What you should do »
If a line in the data holds the string "below", list it.

Dataset excerpts:
════════════════════

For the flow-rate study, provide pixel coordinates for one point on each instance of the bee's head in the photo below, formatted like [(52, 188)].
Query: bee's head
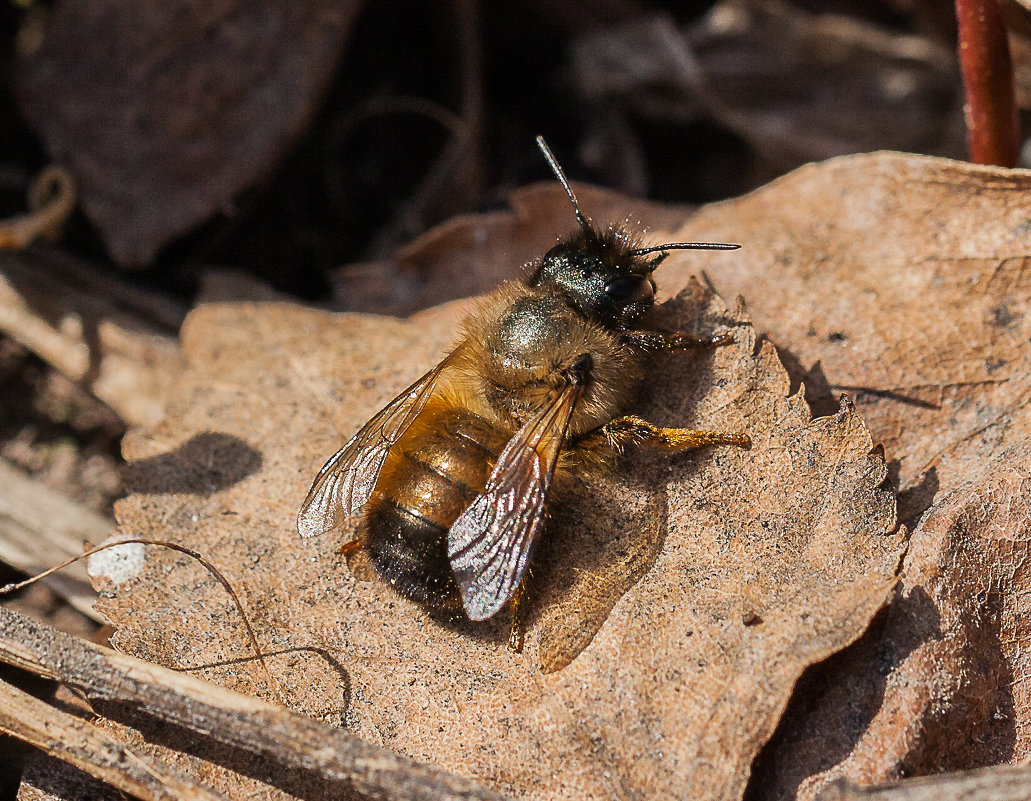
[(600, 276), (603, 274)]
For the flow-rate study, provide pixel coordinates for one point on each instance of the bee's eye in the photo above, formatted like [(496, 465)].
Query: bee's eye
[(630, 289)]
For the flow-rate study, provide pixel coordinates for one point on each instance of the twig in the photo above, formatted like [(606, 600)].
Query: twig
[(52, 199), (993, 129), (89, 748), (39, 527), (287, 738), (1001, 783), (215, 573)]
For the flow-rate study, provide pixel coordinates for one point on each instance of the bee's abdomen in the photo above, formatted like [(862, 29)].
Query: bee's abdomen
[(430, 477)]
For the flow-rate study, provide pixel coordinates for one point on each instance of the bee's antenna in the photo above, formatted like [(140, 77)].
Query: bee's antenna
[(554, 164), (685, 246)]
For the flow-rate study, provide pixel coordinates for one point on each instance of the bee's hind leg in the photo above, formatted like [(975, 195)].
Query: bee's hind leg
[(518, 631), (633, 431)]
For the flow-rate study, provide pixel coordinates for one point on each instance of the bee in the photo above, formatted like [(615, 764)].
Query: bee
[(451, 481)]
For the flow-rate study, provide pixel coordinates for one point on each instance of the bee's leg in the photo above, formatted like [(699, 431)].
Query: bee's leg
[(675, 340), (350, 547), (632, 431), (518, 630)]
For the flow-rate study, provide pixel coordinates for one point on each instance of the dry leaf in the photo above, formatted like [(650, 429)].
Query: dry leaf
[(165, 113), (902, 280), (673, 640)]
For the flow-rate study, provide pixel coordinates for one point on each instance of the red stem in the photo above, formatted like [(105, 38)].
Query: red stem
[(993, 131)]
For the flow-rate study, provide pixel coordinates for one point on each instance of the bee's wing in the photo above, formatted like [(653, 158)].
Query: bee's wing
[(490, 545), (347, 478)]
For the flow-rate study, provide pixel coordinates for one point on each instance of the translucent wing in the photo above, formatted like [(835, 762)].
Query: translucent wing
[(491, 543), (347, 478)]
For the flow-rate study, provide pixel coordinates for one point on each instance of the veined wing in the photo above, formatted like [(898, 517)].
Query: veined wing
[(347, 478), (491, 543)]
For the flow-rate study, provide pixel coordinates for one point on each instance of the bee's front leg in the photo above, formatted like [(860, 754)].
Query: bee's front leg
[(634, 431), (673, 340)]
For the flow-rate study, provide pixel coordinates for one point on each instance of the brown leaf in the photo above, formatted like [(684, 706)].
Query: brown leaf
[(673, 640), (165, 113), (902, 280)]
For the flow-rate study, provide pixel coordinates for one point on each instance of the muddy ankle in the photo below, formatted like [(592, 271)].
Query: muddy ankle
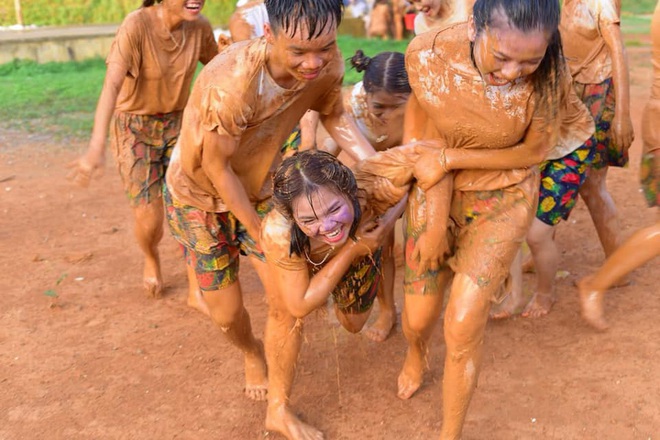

════════════════════

Answer box »
For the flow-rate study, provide pixel coordinates for one point on each instance of the bee's head in the photo below, formatted like [(52, 188)].
For the flow-rate study, provide pixel coordinates for one point on each instance of the muddy ankle in the photo below, formatted like [(592, 271)].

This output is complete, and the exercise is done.